Exercise →
Format everything from the line containing "Target: spiny dorsal fin" down to the line containing "Pick out a point on every instance of the fish body." in the rows below as a numbered list, with any blank lines left out.

Supplied material →
________________________________________
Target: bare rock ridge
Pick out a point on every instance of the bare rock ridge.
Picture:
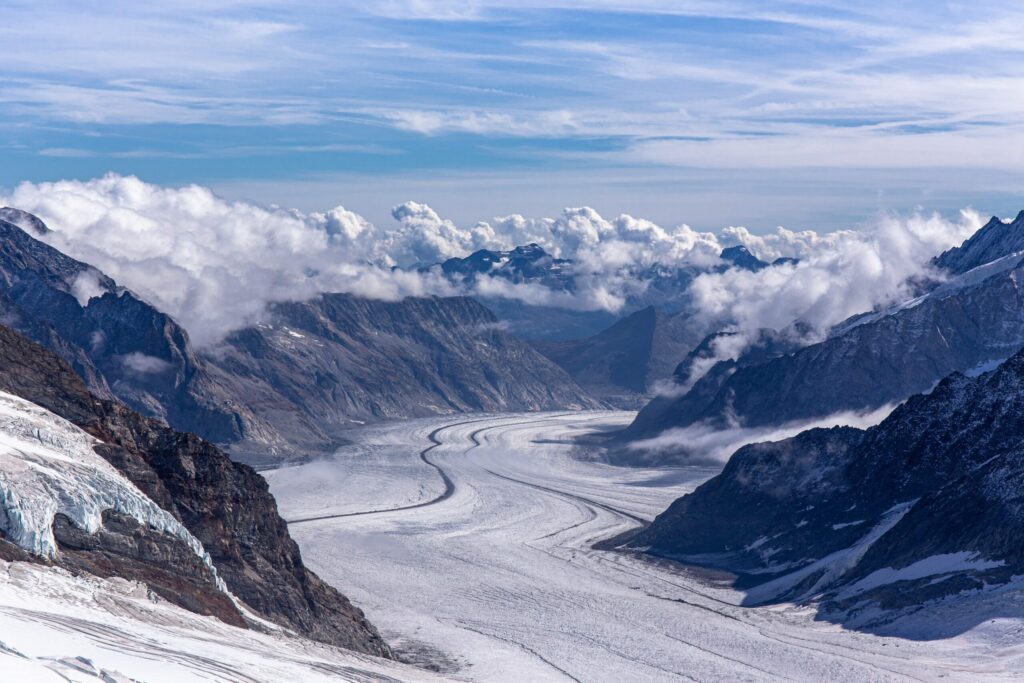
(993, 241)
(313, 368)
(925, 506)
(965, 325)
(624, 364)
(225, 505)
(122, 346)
________________________________________
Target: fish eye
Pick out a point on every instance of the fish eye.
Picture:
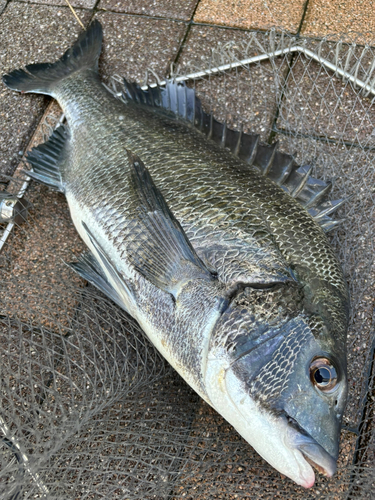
________________________________________
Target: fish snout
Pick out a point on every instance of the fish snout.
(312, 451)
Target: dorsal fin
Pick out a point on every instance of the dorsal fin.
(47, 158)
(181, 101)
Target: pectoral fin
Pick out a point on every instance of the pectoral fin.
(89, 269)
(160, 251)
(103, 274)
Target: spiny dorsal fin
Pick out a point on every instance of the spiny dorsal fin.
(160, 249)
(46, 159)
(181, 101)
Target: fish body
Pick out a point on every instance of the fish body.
________________________________________
Final answer →
1. Target: spiny dorsal fin
2. Pick out a point on every instance of the spiny dorsal fin.
3. (160, 249)
4. (46, 159)
5. (181, 101)
6. Target: fish body
7. Pick out a point on every instance of the fish body.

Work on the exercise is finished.